Soldiers ‘seeing’ outside the Bradley with Army high-tech goggle


The Army’s upcoming “do-it-all” goggle could turn soldiers in the back of fighting vehicles from passive passengers to plugged-in fighters.

Soldiers with the 1st Armored Brigade Combat Team, 3rd Infantry Division, out of Fort Stewart, Georgia, traveled to Camp Roberts, California, to match test the Integrated Visual Augmentation System, or IVAS, inside and outside of the Bradley Fighting Vehicle.

The IVAS has been under development in recent years and has been hailed as the next “game-changing” tech for the dismounted soldier. The device is based off of the Microsoft HoloLens augmented reality goggle.

A ruggedized military prototype has undergone a host of tests. Some moisture issues and field-of-view distortion has added another round of testing, expected to conclude in early 2022, with a fielding date set for late 2022.

The goggle overlays navigational aids, markers, target acquisition and a host of other data, essentially giving grunts the tech that fighter pilots have long had in their helmets.

One promise of the device is to allow it to wirelessly plug into a vehicle system such as the Bradley. The device would allow soldier data to be uploaded into a shared cloud at the company level and above.

> _Your task_
In the article about the Army's IVAS goggle, duplicate the passage that begins at the words "Soldiers ‘seeing’ outside" and stops after the words "Bradley Fighting Vehicle.". The material below comes from a separate source and is unrelated to the article.

[Items listed in a dataset]
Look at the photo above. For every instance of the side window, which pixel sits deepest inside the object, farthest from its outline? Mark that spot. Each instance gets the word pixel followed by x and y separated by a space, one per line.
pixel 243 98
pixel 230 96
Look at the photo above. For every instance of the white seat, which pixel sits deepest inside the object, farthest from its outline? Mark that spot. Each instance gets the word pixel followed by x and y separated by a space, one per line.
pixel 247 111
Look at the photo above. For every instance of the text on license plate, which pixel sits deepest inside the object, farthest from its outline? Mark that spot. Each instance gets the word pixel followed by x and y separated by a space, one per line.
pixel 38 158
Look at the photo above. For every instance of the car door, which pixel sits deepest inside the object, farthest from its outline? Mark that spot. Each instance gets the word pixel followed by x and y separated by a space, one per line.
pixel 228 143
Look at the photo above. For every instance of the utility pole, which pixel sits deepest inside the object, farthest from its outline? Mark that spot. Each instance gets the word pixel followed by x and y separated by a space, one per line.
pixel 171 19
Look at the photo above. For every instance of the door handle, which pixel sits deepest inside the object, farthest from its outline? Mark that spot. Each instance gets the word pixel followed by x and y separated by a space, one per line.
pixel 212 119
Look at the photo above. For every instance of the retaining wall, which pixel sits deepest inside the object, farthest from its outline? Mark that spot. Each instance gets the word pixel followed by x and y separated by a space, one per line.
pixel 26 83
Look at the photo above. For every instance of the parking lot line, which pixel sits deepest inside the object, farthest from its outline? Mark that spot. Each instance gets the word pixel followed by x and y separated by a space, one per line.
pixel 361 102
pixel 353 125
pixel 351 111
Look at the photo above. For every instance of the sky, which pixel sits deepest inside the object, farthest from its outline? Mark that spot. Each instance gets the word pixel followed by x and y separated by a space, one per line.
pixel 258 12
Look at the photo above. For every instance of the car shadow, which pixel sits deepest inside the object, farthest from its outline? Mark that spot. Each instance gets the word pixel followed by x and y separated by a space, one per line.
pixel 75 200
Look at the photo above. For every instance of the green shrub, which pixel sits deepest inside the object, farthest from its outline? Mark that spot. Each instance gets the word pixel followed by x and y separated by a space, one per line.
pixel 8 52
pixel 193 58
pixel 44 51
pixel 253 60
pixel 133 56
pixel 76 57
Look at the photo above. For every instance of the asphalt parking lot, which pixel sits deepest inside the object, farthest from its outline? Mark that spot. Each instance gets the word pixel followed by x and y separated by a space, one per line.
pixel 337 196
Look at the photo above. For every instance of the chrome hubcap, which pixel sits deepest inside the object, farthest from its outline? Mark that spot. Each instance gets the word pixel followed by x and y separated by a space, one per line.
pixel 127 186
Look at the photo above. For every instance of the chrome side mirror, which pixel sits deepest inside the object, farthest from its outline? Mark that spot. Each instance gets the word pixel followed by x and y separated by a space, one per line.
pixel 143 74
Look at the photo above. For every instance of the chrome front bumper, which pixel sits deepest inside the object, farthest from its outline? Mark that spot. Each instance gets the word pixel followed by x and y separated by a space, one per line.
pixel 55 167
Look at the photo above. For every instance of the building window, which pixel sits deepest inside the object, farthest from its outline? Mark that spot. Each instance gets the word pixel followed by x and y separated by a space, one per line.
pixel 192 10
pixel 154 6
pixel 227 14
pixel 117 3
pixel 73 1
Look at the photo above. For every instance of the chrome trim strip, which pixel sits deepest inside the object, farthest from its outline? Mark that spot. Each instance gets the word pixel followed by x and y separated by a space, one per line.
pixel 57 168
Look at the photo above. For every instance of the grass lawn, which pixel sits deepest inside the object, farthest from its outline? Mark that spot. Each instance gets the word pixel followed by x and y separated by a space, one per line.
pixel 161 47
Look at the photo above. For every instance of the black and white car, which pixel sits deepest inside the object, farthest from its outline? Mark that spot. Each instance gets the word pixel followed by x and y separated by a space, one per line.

> _Output for this task_
Soldiers ‘seeing’ outside the Bradley with Army high-tech goggle


The Army’s upcoming “do-it-all” goggle could turn soldiers in the back of fighting vehicles from passive passengers to plugged-in fighters.

Soldiers with the 1st Armored Brigade Combat Team, 3rd Infantry Division, out of Fort Stewart, Georgia, traveled to Camp Roberts, California, to match test the Integrated Visual Augmentation System, or IVAS, inside and outside of the Bradley Fighting Vehicle.